*** Opening of DATA FOR ANALYSIS ***
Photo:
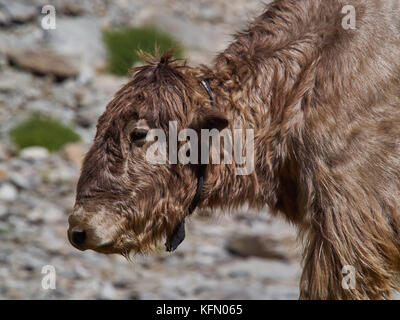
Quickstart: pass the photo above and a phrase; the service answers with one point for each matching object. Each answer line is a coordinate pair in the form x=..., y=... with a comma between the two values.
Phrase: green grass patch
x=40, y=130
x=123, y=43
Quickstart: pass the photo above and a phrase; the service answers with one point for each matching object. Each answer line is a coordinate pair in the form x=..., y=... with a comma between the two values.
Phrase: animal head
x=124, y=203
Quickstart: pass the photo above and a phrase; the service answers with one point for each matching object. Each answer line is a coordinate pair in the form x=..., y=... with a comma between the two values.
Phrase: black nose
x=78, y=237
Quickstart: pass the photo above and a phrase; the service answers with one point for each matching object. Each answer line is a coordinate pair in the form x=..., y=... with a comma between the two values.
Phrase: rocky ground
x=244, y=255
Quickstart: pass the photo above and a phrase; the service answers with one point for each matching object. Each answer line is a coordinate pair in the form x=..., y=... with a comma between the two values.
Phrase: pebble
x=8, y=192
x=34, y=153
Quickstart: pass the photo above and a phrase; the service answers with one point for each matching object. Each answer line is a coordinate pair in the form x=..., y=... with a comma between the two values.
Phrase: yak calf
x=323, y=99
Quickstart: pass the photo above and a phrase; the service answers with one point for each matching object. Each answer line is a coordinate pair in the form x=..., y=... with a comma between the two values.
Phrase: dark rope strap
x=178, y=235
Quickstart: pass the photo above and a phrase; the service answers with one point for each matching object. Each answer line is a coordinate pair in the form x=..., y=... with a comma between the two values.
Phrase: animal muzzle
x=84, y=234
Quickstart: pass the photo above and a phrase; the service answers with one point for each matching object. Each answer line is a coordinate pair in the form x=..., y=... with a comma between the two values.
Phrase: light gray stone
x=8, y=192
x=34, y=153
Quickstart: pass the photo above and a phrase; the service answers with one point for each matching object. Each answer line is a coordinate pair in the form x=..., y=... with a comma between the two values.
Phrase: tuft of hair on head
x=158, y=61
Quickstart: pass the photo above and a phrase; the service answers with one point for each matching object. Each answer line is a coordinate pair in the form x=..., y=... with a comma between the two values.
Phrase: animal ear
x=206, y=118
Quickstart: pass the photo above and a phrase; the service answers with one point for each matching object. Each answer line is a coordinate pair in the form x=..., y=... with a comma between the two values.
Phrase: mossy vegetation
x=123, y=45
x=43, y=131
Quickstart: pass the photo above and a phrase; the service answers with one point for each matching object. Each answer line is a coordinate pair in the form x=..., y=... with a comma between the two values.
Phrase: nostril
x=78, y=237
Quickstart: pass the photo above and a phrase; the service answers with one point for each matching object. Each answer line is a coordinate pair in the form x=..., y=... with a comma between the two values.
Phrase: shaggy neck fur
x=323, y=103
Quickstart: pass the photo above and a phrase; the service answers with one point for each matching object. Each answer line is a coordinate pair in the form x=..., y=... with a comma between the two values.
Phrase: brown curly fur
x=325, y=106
*** Close of DATA FOR ANALYSIS ***
*** Opening of DATA FOR ANALYSIS ***
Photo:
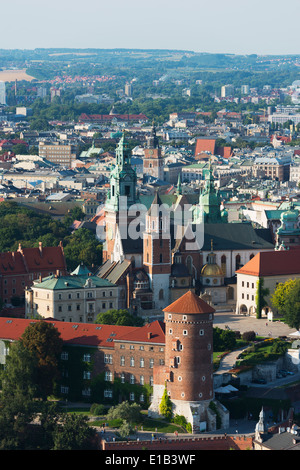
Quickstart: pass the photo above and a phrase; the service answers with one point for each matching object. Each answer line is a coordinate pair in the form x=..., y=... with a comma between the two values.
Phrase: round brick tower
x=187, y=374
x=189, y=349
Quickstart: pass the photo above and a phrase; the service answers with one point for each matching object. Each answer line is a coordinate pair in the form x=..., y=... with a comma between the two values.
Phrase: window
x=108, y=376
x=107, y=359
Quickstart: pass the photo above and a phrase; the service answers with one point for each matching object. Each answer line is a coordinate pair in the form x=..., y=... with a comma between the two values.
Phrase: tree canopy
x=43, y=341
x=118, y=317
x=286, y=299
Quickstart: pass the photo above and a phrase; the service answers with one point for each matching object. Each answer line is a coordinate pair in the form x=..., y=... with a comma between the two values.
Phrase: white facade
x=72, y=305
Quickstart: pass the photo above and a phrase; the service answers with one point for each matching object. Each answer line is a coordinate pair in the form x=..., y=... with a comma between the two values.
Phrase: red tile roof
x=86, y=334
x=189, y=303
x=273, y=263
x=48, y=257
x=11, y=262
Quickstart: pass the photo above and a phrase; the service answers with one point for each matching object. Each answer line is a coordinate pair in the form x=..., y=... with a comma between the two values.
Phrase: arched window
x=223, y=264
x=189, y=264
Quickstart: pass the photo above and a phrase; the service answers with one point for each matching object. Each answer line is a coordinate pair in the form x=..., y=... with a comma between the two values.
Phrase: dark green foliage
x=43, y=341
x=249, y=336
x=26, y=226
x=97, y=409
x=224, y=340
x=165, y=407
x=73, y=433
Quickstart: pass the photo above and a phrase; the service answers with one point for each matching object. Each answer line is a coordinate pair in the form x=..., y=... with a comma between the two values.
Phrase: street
*** Close of DATA FOR ANALYSIS ***
*** Opening of DATA FOR ANALYSIS ***
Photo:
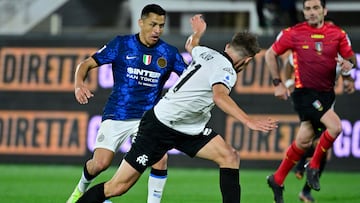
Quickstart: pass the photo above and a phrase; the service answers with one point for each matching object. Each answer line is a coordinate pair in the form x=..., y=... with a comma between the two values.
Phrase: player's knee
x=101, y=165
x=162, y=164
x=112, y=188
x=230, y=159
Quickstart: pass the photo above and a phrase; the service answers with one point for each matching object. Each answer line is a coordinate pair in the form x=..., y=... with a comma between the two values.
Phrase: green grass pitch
*** Close of DATA FOR ANALYSIS ***
* [INSTRUCTIONS TO FOLLOW]:
Word for word, restate the lines of the listing above starting at the line with "Phrase: arched window" and ending at the line with "Phrase: street", and nothing outside them.

* [YOUR RESPONSE]:
Phrase: arched window
x=223, y=264
x=189, y=264
Quickstart: pass the photo above and a phrase; the service answers with one point for each matching object. Each answer line is a coordinate pair in the form x=..., y=... with a comma between the two values.
Phrase: dark green foliage
x=43, y=341
x=249, y=336
x=26, y=226
x=97, y=409
x=224, y=340
x=165, y=407
x=73, y=433
Quickstart: pass the photo above and a phrase; the service answers with one point for each matching object. Each answer line is a coordinate pair in the form x=..., y=... with a comma between the two values.
Phrase: street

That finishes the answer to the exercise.